==== TEXT PROVIDED
April 2001        Issue: 19

Journal of Conceptual Modeling
www.inconcept.com/jcm

Conceptual Data Modeling
 in an Object-Oriented Process (Part Two)

by
 
Scot A. Becker

Abstract

Object-Orientated (OO) software development processes (iterative and component driven) are being used more frequently in the industry. Each component iteration generally goes through the following phases: Analysis, Design, Construction, Verification, and Deployment. In an OO process, business rules tend to get captured during the analysis and design phases.

Ideally, the components are specified such that they are relatively independent of each other. In actuality, rigorous analysis of data and rule dependencies between components may reveal that some components are not truly independent of each other.

During the analysis phase, use cases are used to create an analysis class diagram that will then specify a component. Traditional use case analysis is often more narrative and less specific which results in use cases inherently weak in capturing business rules in a consistent manner. On the other hand, if a very robust analysis is done, use cases with an excruciating amount of detail can be produced. While many rules can be captured and documented in this manner, from a data perspective, rules are not easily verified and many rules can be easily missed. Such OO analysis approaches also tend to be heavily design-centric, particularly at the application architecture level. Further, such use cases are often heavily biased towards UI and other process/implementation (and often, design) concerns. While this is important, necessary, and better than past software development processes, it is at a level of abstraction that is often lower than the conceptual level.

Typically, the analysis artifacts are then used as inputs into the design phase that will generate, among other artifacts, design class diagrams. However, OO processes are neither formal nor rigorous; success is dependent on the skills and experience of the analysts and designers, as the resulting constraints are not easily verified. In addition, the OO class diagrams (from a data perspective) are inherently rooted at the logical level and not at the conceptual level.
========
==== RECORDS PROVIDED
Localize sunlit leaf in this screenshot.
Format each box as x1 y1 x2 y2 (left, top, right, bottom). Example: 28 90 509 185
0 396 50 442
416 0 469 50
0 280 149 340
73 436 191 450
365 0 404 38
========
* _DIRECTIONS_
1. Return everything in the abstract from "Object-Orientated (OO) software" down to "truly independent of each other.", copied word for word.
2. According to the abstract, in which phases of an OO process do business rules tend to get captured?
These lines stand apart from the abstract.

* _SOLUTIONS TO THE PROBLEMS_
1.
Object-Orientated (OO) software development processes (iterative and component driven) are being used more frequently in the industry. Each component iteration generally goes through the following phases: Analysis, Design, Construction, Verification, and Deployment. In an OO process, business rules tend to get captured during the analysis and design phases.

Ideally, the components are specified such that they are relatively independent of each other. In actuality, rigorous analysis of data and rule dependencies between components may reveal that some components are not truly independent of each other.

2. The analysis and design phases.